_Request_: Output the material below as a numbered list with blank lines omitted. Begin at the line containing "Where can the rough" and stop after the last line of the material.

_Provided records_:

▼▼▼

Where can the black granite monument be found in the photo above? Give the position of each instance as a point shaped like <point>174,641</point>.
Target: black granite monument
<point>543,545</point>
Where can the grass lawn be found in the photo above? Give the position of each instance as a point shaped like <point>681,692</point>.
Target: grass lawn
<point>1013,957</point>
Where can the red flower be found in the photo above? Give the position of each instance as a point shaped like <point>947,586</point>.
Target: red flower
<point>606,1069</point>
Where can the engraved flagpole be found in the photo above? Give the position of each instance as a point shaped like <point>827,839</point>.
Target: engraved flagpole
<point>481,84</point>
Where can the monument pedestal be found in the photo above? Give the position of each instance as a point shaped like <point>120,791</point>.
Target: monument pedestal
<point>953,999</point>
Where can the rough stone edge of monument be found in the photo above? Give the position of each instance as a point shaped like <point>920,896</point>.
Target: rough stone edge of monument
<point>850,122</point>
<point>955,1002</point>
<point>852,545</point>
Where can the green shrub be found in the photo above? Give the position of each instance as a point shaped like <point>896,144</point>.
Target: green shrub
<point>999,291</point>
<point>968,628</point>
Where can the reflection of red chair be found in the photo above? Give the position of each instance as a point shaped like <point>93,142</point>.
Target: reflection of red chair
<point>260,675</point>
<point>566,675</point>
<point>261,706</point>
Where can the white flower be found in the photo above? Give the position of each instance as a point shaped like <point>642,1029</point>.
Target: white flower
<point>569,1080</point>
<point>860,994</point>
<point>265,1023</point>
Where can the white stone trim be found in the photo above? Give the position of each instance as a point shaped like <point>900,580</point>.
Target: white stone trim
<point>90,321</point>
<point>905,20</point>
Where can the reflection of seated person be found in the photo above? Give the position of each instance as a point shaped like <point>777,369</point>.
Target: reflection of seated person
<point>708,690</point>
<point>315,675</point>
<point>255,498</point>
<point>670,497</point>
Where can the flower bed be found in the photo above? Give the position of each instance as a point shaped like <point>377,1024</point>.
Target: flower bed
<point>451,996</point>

▲▲▲

_Written response_:
1. Where can the rough stone edge of monument be found in the photo above? Give the position of each instance as a point shaped like <point>920,896</point>.
2. Target: rough stone edge of monument
3. <point>850,122</point>
4. <point>955,1002</point>
5. <point>852,545</point>
6. Where can the green shrub be found in the photo above? Give the position of each instance as a point shaped like <point>896,144</point>.
7. Target: green shrub
8. <point>999,291</point>
9. <point>968,628</point>
10. Where can the reflection of red chair be found in the photo above? Give the position of each instance as a point shaped like <point>93,142</point>.
11. Target: reflection of red chair
12. <point>260,675</point>
13. <point>566,675</point>
14. <point>261,706</point>
15. Where can the white flower be found in the photo above? Give the position of each instance as a point shaped like <point>642,1029</point>.
16. Target: white flower
17. <point>569,1080</point>
18. <point>860,994</point>
19. <point>265,1023</point>
20. Where can the white stone trim be found in the photo above? Give the position of each instance as a point shaped like <point>900,580</point>.
21. Target: white stone trim
22. <point>90,321</point>
23. <point>905,20</point>
24. Where can the reflection of seated person be found in the photo above? Give the position of each instance as a point shaped like <point>777,369</point>.
25. Target: reflection of seated person
26. <point>708,690</point>
27. <point>315,675</point>
28. <point>255,498</point>
29. <point>670,497</point>
30. Where can the flower bed be found in the photo above? Give the position of each instance as a point shaped like <point>377,1024</point>.
31. Target: flower bed
32. <point>451,996</point>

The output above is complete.